■ **Problem statement**
Copy every line below precisely as it appears.

Top of Source data

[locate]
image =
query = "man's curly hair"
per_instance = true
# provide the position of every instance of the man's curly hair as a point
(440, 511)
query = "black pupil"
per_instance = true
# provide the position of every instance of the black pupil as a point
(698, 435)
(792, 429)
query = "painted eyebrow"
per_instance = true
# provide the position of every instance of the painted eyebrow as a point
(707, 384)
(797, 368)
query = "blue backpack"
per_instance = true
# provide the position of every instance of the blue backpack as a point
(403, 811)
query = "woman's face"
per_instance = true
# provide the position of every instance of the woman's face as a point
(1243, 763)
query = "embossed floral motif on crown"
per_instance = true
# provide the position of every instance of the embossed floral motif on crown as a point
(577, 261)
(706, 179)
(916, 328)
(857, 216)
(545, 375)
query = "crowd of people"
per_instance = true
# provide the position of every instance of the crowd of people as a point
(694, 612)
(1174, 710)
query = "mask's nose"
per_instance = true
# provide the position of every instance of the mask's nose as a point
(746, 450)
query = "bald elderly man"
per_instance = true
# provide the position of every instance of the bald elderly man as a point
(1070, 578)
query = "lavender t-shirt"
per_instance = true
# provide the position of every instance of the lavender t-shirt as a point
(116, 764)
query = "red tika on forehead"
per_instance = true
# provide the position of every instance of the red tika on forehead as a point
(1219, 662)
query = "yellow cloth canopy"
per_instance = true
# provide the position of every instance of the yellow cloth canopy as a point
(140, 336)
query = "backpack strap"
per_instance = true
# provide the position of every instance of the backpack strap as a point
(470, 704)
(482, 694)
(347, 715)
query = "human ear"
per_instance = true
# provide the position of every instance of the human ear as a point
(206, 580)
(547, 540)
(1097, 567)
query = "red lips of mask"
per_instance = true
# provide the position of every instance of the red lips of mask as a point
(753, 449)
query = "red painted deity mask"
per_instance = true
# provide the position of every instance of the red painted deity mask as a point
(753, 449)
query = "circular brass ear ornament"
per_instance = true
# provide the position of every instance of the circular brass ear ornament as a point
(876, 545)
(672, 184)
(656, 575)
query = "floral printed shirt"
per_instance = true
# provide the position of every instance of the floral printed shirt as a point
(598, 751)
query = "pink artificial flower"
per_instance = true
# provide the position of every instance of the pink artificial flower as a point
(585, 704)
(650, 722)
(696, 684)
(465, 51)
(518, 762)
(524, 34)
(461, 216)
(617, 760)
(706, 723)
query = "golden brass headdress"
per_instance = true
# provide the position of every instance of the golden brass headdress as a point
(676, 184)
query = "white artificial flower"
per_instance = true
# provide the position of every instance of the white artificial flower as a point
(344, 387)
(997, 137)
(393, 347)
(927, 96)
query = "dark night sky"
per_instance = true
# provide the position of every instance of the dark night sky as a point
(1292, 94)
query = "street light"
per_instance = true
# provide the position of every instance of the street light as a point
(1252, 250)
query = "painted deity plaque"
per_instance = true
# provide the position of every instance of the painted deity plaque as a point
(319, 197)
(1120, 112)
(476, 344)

Bottom of Source data

■ **Your solution**
[locate]
image =
query = "man's curly hair"
per_instance = true
# provide the position of every instance of the man's curly hair as a point
(440, 511)
query = "black pupil"
per_instance = true
# provide the position of every instance of the black pupil as a point
(698, 435)
(792, 429)
query = "painted eyebrow"
per_instance = true
# provide the position of every instance of the painted eyebrow as a point
(707, 384)
(797, 368)
query = "blue backpack"
per_instance = true
# provide the position of every instance of the blue backpack as a point
(403, 811)
query = "woman's face"
per_instance = true
# provide the position of every instance of the woman's face as a point
(1243, 763)
query = "embossed floral motif on crown"
per_instance = true
# provide the position of every instance of the embossed floral motif on crown as a point
(577, 261)
(706, 179)
(916, 328)
(857, 216)
(545, 375)
query = "crowd of people"
per_instance = true
# provide the position of every instance of the crowd of people as a point
(694, 612)
(1174, 710)
query = "mask's nose"
per_instance = true
# provide the position of every instance of the mask's nose as a point
(746, 450)
query = "bald elderly man"
per_instance = true
# provide the position of every instance of the bald elderly man as a point
(1070, 578)
query = "lavender t-shirt"
per_instance = true
# provide the position of every instance of the lavender t-shirt as a point
(116, 764)
query = "red tika on forehead"
per_instance = true
# provide the position of every instance of the red tika on forehead as a point
(1219, 662)
query = "yellow cloth canopy"
per_instance = true
# provide the position of every instance of the yellow cloth canopy as a point
(140, 336)
query = "backpack strap"
per_instance = true
# provide the position of every instance of the backpack strap as a point
(470, 704)
(482, 694)
(347, 715)
query = "human ear"
per_instance = true
# provide the position of every instance of the human ear as a point
(206, 580)
(547, 540)
(1097, 567)
query = "red lips of mask"
per_instance = true
# provide the position of every instance of the red lips of mask as a point
(753, 449)
query = "red painted deity mask"
per_instance = true
# provide the position of every instance of the red painted deity mask as a point
(753, 449)
query = "circular brass ear ornament"
per_instance = true
# provide the position of every instance of the circular brass ear ornament as a point
(876, 545)
(672, 184)
(656, 575)
query = "floral printed shirt"
per_instance = true
# provide the position of every instance of the floral printed shirt as a point
(598, 751)
query = "pink artificial flower"
per_instance = true
# provide the position of every instance of the pink artificial flower as a point
(585, 704)
(650, 722)
(696, 684)
(465, 51)
(518, 762)
(524, 34)
(461, 216)
(617, 760)
(706, 723)
query = "golden brass headdress"
per_instance = true
# provide the position of every instance of the golden brass headdress as a point
(676, 184)
query = "white artificial flower"
per_instance = true
# provide the position of every instance of the white artificial flower as a point
(344, 387)
(997, 137)
(393, 347)
(927, 96)
query = "dark night sky"
per_instance = true
# provide the position of every instance of the dark night sky as a point
(1292, 94)
query = "street light"
per_instance = true
# provide the position of every instance of the street light as a point
(1252, 250)
query = "painted deity plaque"
per_instance = true
# provide the position of every instance of the painted deity plaque as a point
(319, 197)
(1120, 112)
(476, 344)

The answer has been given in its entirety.